**THE REQUEST**
Please copy the rows below without any change, beginning at the line that contains "of the white" and ending after the line that contains "point(583, 346)".

■ ■ ■ ■ ■

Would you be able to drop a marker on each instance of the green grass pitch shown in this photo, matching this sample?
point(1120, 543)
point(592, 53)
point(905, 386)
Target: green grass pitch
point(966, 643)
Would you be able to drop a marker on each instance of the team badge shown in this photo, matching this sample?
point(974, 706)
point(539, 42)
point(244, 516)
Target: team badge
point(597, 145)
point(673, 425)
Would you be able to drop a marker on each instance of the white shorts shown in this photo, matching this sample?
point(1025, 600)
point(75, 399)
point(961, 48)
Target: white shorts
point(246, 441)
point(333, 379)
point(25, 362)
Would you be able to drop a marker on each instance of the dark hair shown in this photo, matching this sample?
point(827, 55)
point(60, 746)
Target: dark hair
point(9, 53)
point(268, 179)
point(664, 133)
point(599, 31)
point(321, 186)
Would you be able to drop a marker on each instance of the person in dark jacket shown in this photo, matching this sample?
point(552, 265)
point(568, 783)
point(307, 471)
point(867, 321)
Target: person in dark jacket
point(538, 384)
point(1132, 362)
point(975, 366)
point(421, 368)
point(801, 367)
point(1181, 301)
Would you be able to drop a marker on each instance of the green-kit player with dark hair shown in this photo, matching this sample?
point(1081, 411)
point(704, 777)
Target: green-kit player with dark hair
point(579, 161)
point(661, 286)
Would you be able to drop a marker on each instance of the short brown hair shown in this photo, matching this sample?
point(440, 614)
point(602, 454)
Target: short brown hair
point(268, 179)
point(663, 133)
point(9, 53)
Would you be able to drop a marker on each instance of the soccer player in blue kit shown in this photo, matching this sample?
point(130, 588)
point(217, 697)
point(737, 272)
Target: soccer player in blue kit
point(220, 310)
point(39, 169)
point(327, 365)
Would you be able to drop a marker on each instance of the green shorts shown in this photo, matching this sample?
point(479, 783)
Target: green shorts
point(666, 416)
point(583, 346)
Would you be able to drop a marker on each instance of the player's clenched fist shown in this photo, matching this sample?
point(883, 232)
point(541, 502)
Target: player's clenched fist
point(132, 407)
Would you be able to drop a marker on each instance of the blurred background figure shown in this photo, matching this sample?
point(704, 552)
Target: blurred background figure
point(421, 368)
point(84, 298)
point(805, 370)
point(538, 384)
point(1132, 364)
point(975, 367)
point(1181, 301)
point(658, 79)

■ ■ ■ ■ ■

**RESULT OF THE EXERCISE**
Would you be able to drop a marker on each instance of the white shorts shown in this photo, matching this sample?
point(1025, 600)
point(75, 399)
point(961, 48)
Target: white shorts
point(246, 441)
point(333, 379)
point(25, 362)
Would you be able to drop a marker on each instance of the dark hair shown in this photo, matching this sample?
point(827, 55)
point(60, 746)
Target: dark hair
point(9, 53)
point(268, 179)
point(664, 133)
point(599, 31)
point(321, 186)
Would you be able to drop a marker on each instance of the person in dark jacket shown in this photo, matching this sample?
point(552, 265)
point(568, 783)
point(307, 471)
point(867, 321)
Target: person in dark jacket
point(538, 384)
point(1132, 362)
point(975, 366)
point(421, 368)
point(801, 367)
point(1181, 301)
Would you be able to drop a marker on each instance of the green-kit player with dark hair shown in this photo, matching this sample?
point(1081, 411)
point(704, 777)
Target: green-kit player with dark hair
point(579, 161)
point(661, 286)
Would you be able to drop a marker on each instance of the short brown hair shown in this photo, matching this sample?
point(440, 614)
point(602, 454)
Target: short brown hair
point(268, 179)
point(663, 133)
point(9, 53)
Would you be able to drop a marker on each instance of the soccer player in blue kit shown in this photo, matching this sample?
point(130, 588)
point(217, 697)
point(737, 272)
Target: soccer player in blue kit
point(220, 310)
point(39, 169)
point(327, 365)
Would you be able to drop a marker on each instance of the green shorts shown in this photo, matching this sample?
point(479, 783)
Target: green shorts
point(666, 416)
point(583, 346)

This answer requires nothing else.